#### Text block:
Karahan B. N., Emekli E., Altın M. A.
EUROPEAN JOURNAL OF THERAPEUTICS, cilt.31, sa.1, ss.28-34, 2025 (ESCI, TRDizin)
Özet
Objectives: The aim of this study is to compare the ability of artificial intelligence-based chatbots, ChatGPT-4o and Claude 3.5, to interpret mammography images. The study focuses on evaluating their accuracy and consistency in BI-RADS classification and breast parenchymal type assessment. It also aims to explore the potential of these technologies to reduce radiologists’ workload and identify their limitations in medical image analysis.
Methods: A total of 53 mammography images obtained between January and July 2024 were analyzed, focusing on BI-RADS classification and breast parenchymal type assessment. The same anonymized mammography images were provided to both chatbots under identical prompts.

#### What to work on:
- A) In the mammography abstract, how many mammography images were analyzed?
- B) Pick up the mammography abstract after its last sentence and keep writing it.

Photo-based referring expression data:
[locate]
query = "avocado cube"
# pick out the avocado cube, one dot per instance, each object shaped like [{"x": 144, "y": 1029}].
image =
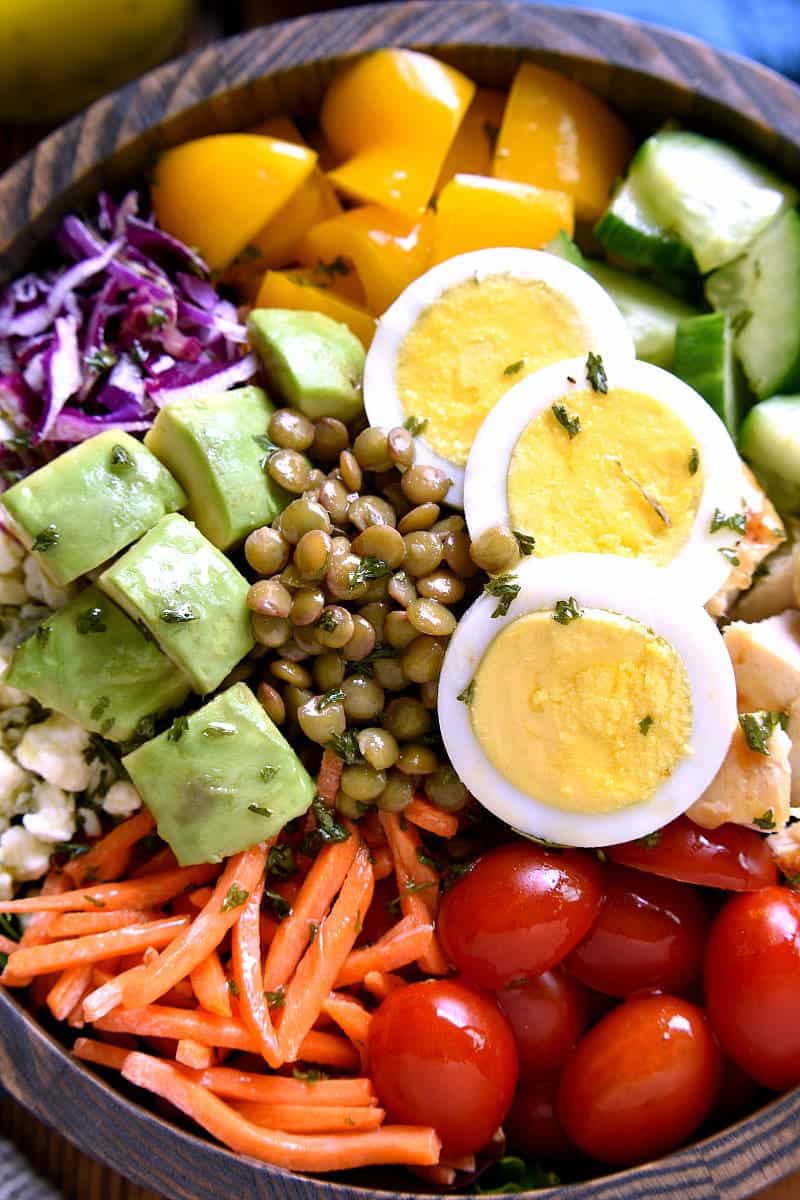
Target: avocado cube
[
  {"x": 220, "y": 780},
  {"x": 90, "y": 503},
  {"x": 188, "y": 595},
  {"x": 215, "y": 445},
  {"x": 312, "y": 361},
  {"x": 96, "y": 666}
]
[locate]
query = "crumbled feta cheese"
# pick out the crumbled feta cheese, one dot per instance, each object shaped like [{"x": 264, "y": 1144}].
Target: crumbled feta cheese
[
  {"x": 54, "y": 749},
  {"x": 121, "y": 799},
  {"x": 52, "y": 814},
  {"x": 22, "y": 855},
  {"x": 89, "y": 822},
  {"x": 38, "y": 587},
  {"x": 8, "y": 696}
]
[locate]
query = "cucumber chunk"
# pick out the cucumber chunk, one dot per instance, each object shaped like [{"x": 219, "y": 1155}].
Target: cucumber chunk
[
  {"x": 650, "y": 313},
  {"x": 770, "y": 441},
  {"x": 705, "y": 360},
  {"x": 761, "y": 291},
  {"x": 707, "y": 195}
]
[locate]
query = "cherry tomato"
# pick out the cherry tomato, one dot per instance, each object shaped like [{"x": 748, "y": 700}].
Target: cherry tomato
[
  {"x": 650, "y": 934},
  {"x": 443, "y": 1055},
  {"x": 533, "y": 1126},
  {"x": 519, "y": 911},
  {"x": 752, "y": 984},
  {"x": 641, "y": 1081},
  {"x": 731, "y": 857},
  {"x": 547, "y": 1014}
]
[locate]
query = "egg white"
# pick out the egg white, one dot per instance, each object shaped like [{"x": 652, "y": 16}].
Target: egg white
[
  {"x": 630, "y": 588},
  {"x": 698, "y": 567},
  {"x": 602, "y": 319}
]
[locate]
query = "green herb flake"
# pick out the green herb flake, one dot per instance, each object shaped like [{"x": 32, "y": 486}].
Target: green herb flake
[
  {"x": 505, "y": 589},
  {"x": 596, "y": 372},
  {"x": 235, "y": 898},
  {"x": 415, "y": 425},
  {"x": 735, "y": 521},
  {"x": 525, "y": 541},
  {"x": 571, "y": 424},
  {"x": 178, "y": 615},
  {"x": 46, "y": 539},
  {"x": 566, "y": 611}
]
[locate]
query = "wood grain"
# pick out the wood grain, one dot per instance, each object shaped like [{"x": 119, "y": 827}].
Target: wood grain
[{"x": 648, "y": 75}]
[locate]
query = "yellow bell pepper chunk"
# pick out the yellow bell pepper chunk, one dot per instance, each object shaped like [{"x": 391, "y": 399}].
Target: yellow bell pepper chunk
[
  {"x": 389, "y": 251},
  {"x": 558, "y": 135},
  {"x": 392, "y": 118},
  {"x": 473, "y": 149},
  {"x": 217, "y": 192},
  {"x": 281, "y": 289},
  {"x": 474, "y": 213}
]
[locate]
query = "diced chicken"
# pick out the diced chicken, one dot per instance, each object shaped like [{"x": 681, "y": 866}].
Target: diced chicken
[
  {"x": 763, "y": 534},
  {"x": 750, "y": 789}
]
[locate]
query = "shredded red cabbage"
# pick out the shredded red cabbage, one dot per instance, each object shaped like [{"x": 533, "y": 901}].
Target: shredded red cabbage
[{"x": 127, "y": 323}]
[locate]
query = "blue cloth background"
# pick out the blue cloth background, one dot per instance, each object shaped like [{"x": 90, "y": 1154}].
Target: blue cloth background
[{"x": 765, "y": 30}]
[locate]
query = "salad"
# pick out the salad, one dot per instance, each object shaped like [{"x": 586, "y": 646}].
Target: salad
[{"x": 400, "y": 669}]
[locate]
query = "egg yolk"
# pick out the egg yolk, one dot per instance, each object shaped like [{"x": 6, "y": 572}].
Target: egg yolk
[
  {"x": 473, "y": 343},
  {"x": 596, "y": 713},
  {"x": 629, "y": 481}
]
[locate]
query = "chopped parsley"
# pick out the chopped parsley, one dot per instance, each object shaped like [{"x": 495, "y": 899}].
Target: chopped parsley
[
  {"x": 737, "y": 521},
  {"x": 46, "y": 539},
  {"x": 525, "y": 541},
  {"x": 758, "y": 729},
  {"x": 505, "y": 591},
  {"x": 235, "y": 898},
  {"x": 91, "y": 621},
  {"x": 566, "y": 611},
  {"x": 415, "y": 425},
  {"x": 571, "y": 424},
  {"x": 596, "y": 372}
]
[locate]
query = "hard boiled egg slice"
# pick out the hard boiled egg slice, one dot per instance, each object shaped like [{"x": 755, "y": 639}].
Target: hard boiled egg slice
[
  {"x": 459, "y": 336},
  {"x": 635, "y": 465},
  {"x": 595, "y": 709}
]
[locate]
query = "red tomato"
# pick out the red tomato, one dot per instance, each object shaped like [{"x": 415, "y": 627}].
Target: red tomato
[
  {"x": 443, "y": 1055},
  {"x": 641, "y": 1081},
  {"x": 533, "y": 1126},
  {"x": 519, "y": 911},
  {"x": 731, "y": 857},
  {"x": 547, "y": 1014},
  {"x": 752, "y": 984},
  {"x": 650, "y": 934}
]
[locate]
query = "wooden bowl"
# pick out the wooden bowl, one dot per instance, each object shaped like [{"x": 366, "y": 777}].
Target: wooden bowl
[{"x": 648, "y": 75}]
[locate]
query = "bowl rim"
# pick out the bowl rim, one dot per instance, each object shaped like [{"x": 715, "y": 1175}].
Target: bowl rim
[{"x": 739, "y": 1159}]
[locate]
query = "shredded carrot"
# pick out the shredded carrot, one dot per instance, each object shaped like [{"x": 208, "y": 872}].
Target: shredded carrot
[
  {"x": 325, "y": 877},
  {"x": 204, "y": 934},
  {"x": 417, "y": 883},
  {"x": 298, "y": 1152},
  {"x": 405, "y": 942},
  {"x": 210, "y": 985},
  {"x": 431, "y": 819},
  {"x": 304, "y": 1119},
  {"x": 383, "y": 983},
  {"x": 248, "y": 976},
  {"x": 65, "y": 995},
  {"x": 76, "y": 924},
  {"x": 94, "y": 948},
  {"x": 149, "y": 892},
  {"x": 330, "y": 775},
  {"x": 323, "y": 960},
  {"x": 193, "y": 1054},
  {"x": 110, "y": 857}
]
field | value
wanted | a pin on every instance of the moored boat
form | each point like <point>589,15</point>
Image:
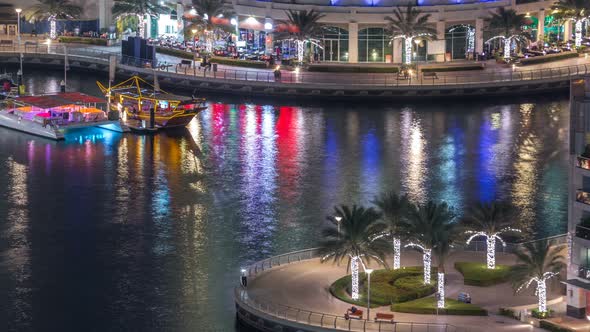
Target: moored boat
<point>52,115</point>
<point>144,106</point>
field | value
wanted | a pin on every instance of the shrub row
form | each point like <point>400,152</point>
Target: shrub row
<point>427,306</point>
<point>83,40</point>
<point>219,60</point>
<point>548,58</point>
<point>352,69</point>
<point>550,326</point>
<point>477,274</point>
<point>387,286</point>
<point>453,68</point>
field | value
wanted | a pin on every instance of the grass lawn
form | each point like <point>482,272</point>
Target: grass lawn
<point>387,286</point>
<point>427,305</point>
<point>477,274</point>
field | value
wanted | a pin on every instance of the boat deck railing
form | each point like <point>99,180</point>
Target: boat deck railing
<point>503,77</point>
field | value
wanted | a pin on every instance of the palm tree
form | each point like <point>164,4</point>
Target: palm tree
<point>539,261</point>
<point>393,208</point>
<point>213,17</point>
<point>358,241</point>
<point>490,220</point>
<point>574,10</point>
<point>301,27</point>
<point>139,8</point>
<point>52,10</point>
<point>508,25</point>
<point>432,228</point>
<point>409,25</point>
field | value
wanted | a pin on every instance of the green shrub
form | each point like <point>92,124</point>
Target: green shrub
<point>351,69</point>
<point>550,326</point>
<point>387,286</point>
<point>83,40</point>
<point>477,274</point>
<point>548,58</point>
<point>542,315</point>
<point>452,68</point>
<point>508,313</point>
<point>219,60</point>
<point>427,305</point>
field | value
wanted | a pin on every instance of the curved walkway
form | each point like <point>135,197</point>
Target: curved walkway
<point>305,285</point>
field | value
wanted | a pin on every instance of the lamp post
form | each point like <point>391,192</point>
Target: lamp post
<point>369,271</point>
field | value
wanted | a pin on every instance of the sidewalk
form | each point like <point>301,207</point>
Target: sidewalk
<point>306,285</point>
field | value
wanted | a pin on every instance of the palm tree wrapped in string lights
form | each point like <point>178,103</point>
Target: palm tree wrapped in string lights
<point>357,240</point>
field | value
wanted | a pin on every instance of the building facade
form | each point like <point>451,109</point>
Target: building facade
<point>355,29</point>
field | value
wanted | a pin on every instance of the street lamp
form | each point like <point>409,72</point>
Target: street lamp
<point>369,271</point>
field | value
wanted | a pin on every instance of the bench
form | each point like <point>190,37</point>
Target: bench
<point>383,317</point>
<point>430,74</point>
<point>188,63</point>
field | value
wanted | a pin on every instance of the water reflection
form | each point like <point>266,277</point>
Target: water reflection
<point>160,225</point>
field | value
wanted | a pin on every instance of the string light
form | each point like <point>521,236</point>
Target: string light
<point>491,243</point>
<point>440,303</point>
<point>541,290</point>
<point>354,267</point>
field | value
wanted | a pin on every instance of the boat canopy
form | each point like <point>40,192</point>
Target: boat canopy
<point>59,99</point>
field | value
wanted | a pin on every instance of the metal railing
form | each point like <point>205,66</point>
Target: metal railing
<point>323,79</point>
<point>331,321</point>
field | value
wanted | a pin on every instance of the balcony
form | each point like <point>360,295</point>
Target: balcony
<point>583,163</point>
<point>584,272</point>
<point>583,196</point>
<point>583,232</point>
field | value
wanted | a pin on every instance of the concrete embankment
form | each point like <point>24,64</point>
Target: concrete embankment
<point>346,90</point>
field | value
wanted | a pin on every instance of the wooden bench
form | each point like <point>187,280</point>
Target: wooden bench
<point>383,317</point>
<point>430,74</point>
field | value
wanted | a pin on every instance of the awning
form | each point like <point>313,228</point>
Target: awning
<point>578,283</point>
<point>50,101</point>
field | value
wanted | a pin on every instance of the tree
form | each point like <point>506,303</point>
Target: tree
<point>358,241</point>
<point>52,10</point>
<point>212,18</point>
<point>432,228</point>
<point>393,207</point>
<point>139,8</point>
<point>301,27</point>
<point>409,25</point>
<point>489,220</point>
<point>539,261</point>
<point>577,11</point>
<point>508,26</point>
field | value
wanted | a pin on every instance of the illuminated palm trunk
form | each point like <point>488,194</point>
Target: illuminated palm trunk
<point>440,303</point>
<point>141,25</point>
<point>408,49</point>
<point>578,33</point>
<point>507,42</point>
<point>491,251</point>
<point>354,267</point>
<point>542,295</point>
<point>397,243</point>
<point>426,258</point>
<point>300,50</point>
<point>52,28</point>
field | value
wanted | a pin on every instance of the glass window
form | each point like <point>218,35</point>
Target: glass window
<point>374,45</point>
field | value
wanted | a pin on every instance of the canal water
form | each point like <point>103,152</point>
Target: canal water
<point>118,232</point>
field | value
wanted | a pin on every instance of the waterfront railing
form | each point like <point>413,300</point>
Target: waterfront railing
<point>298,315</point>
<point>507,75</point>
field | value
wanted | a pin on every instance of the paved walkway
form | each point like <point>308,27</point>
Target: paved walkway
<point>305,285</point>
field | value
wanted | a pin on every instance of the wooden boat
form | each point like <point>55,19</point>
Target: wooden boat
<point>145,106</point>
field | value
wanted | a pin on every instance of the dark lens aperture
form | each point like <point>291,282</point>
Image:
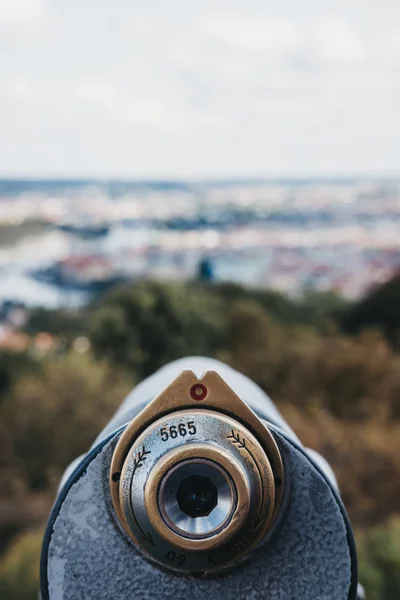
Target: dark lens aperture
<point>197,496</point>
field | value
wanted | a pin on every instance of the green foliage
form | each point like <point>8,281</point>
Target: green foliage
<point>341,395</point>
<point>379,309</point>
<point>12,366</point>
<point>151,324</point>
<point>379,561</point>
<point>19,568</point>
<point>54,416</point>
<point>62,323</point>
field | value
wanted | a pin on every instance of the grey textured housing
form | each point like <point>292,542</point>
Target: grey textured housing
<point>307,556</point>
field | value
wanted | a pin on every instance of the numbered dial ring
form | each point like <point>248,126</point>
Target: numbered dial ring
<point>196,491</point>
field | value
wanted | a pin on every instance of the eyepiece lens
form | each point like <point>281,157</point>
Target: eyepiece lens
<point>197,496</point>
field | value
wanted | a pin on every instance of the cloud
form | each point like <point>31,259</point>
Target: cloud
<point>21,11</point>
<point>327,41</point>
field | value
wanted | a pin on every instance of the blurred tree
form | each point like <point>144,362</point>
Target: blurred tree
<point>381,309</point>
<point>12,366</point>
<point>379,560</point>
<point>151,324</point>
<point>52,417</point>
<point>19,568</point>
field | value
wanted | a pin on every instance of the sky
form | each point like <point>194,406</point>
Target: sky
<point>205,89</point>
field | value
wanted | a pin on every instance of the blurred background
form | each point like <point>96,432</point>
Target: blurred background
<point>217,178</point>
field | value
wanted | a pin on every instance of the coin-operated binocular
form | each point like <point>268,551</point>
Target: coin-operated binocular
<point>198,488</point>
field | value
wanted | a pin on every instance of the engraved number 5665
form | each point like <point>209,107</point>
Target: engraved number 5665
<point>173,431</point>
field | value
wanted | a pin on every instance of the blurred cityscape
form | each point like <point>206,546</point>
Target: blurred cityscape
<point>62,242</point>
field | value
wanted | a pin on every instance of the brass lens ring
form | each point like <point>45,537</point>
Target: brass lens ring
<point>193,436</point>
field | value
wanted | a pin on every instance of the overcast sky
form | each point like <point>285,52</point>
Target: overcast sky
<point>213,88</point>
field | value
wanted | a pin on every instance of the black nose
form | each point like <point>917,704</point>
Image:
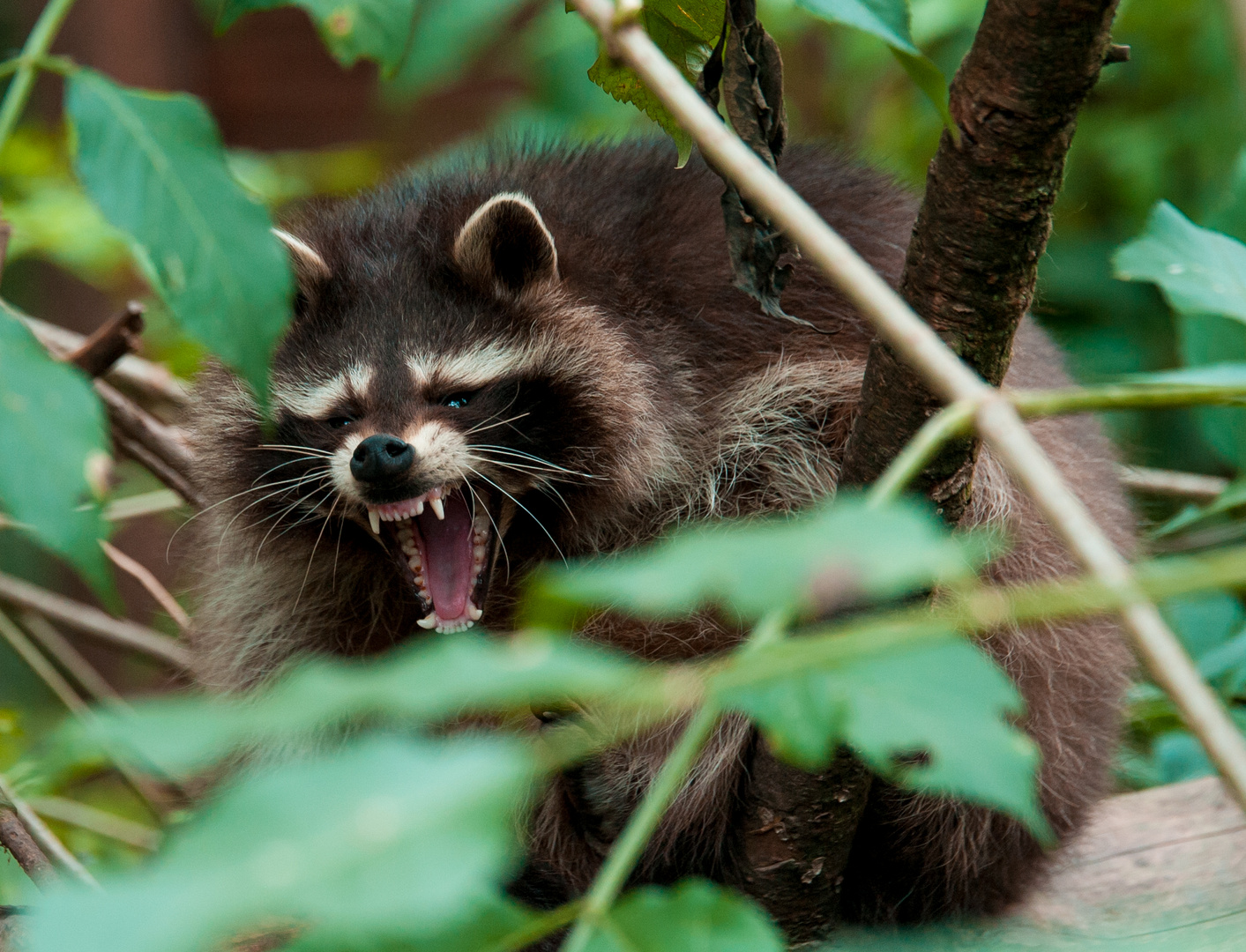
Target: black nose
<point>382,457</point>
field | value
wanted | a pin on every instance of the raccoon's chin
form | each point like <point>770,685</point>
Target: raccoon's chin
<point>446,550</point>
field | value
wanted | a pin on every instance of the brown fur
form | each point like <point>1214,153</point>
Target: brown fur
<point>670,398</point>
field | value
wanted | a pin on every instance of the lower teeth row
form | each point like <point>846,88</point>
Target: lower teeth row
<point>480,550</point>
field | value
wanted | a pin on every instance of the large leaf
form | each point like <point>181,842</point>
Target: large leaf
<point>940,698</point>
<point>154,166</point>
<point>352,29</point>
<point>889,21</point>
<point>685,33</point>
<point>694,916</point>
<point>1200,271</point>
<point>388,840</point>
<point>53,434</point>
<point>841,551</point>
<point>426,681</point>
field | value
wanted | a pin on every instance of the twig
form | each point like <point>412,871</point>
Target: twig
<point>640,825</point>
<point>100,822</point>
<point>150,582</point>
<point>23,847</point>
<point>93,622</point>
<point>922,349</point>
<point>157,445</point>
<point>151,380</point>
<point>1170,482</point>
<point>153,794</point>
<point>48,841</point>
<point>70,659</point>
<point>110,342</point>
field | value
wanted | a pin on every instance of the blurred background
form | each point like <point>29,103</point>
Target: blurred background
<point>1169,123</point>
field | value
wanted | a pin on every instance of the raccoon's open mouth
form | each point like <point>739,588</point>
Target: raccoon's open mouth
<point>446,547</point>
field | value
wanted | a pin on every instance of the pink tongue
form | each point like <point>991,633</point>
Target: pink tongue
<point>447,556</point>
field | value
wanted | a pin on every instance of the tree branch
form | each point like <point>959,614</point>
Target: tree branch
<point>920,346</point>
<point>23,847</point>
<point>983,225</point>
<point>93,622</point>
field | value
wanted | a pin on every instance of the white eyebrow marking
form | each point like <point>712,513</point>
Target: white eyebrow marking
<point>318,400</point>
<point>471,368</point>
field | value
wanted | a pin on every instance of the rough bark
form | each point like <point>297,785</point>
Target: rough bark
<point>799,829</point>
<point>18,841</point>
<point>984,222</point>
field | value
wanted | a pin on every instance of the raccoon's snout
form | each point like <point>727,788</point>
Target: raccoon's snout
<point>382,457</point>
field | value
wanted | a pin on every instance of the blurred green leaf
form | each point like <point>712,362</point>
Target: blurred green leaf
<point>449,35</point>
<point>1200,271</point>
<point>54,442</point>
<point>693,916</point>
<point>154,166</point>
<point>1204,621</point>
<point>390,839</point>
<point>352,29</point>
<point>941,699</point>
<point>424,681</point>
<point>685,33</point>
<point>840,551</point>
<point>889,21</point>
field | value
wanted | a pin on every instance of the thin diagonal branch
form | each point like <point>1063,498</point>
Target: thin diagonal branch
<point>948,378</point>
<point>93,622</point>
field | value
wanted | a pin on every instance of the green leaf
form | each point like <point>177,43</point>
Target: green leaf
<point>352,29</point>
<point>392,840</point>
<point>889,21</point>
<point>693,916</point>
<point>54,434</point>
<point>449,35</point>
<point>841,550</point>
<point>425,681</point>
<point>937,696</point>
<point>1200,271</point>
<point>154,166</point>
<point>685,33</point>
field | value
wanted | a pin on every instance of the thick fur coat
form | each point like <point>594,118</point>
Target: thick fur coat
<point>556,339</point>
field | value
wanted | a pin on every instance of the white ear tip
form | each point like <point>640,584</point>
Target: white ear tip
<point>304,252</point>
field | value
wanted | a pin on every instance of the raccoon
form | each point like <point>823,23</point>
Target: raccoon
<point>540,354</point>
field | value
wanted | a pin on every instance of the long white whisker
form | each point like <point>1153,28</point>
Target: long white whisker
<point>525,509</point>
<point>314,547</point>
<point>496,530</point>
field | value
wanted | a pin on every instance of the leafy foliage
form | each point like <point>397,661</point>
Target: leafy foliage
<point>687,33</point>
<point>54,439</point>
<point>889,21</point>
<point>390,839</point>
<point>376,30</point>
<point>940,698</point>
<point>154,166</point>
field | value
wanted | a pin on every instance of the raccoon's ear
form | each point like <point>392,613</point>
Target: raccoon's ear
<point>506,246</point>
<point>310,270</point>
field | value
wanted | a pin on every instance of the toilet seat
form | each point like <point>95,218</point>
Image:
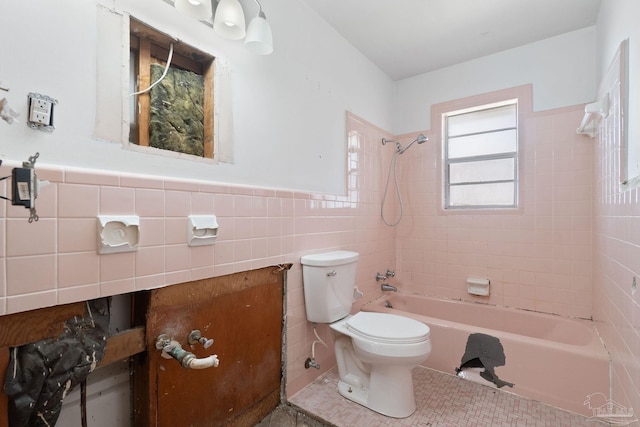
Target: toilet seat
<point>387,328</point>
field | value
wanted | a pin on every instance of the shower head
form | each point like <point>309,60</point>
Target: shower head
<point>419,139</point>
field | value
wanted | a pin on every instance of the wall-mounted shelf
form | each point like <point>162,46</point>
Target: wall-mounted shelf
<point>593,113</point>
<point>118,233</point>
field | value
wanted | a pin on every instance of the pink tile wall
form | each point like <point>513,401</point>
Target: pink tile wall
<point>55,260</point>
<point>616,254</point>
<point>538,257</point>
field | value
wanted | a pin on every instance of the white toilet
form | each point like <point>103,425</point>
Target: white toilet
<point>375,352</point>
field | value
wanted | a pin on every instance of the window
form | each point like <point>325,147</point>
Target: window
<point>177,113</point>
<point>481,157</point>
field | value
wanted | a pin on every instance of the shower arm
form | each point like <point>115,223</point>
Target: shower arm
<point>399,149</point>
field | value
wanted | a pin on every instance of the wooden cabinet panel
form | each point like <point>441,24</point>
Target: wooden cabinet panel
<point>243,313</point>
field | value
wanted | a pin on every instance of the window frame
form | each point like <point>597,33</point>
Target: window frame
<point>515,155</point>
<point>147,43</point>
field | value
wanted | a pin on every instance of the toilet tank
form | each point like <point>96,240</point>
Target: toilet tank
<point>329,279</point>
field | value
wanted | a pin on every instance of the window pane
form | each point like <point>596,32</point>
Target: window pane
<point>486,170</point>
<point>500,194</point>
<point>482,121</point>
<point>483,144</point>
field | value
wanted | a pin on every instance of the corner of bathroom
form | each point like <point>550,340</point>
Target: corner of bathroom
<point>323,250</point>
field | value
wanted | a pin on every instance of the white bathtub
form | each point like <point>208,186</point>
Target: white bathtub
<point>552,359</point>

#### Answers below:
- A) 53 mammography images.

- B)
Results: The results showed accuracy rates for BI-RADS classification ranging from 18.87% to 26.42% for ChatGPT-4o and 18.7% for Claude 3.5. When BI-RADS categories were grouped into benign group(BI-RADS 1,2) and malignant group(BI-RADS 4,5), the combined accuracy was 57.5% for ChatGPT-4o (initial evaluation) and 55% (second evaluation), compared to 47.5% for Claude 3.5. Breast parenchymal type accuracy rates were 30.19% and 22.64% for ChatGPT-4o, and 26.42% for Claude 3.5.
Conclusions: The findings indicate that chatbots demonstrate limited accuracy and reliability in interpreting mammography images. These results highlight the need for further optimization, larger datasets, and advanced training processes to improve their performance in medical image analysis.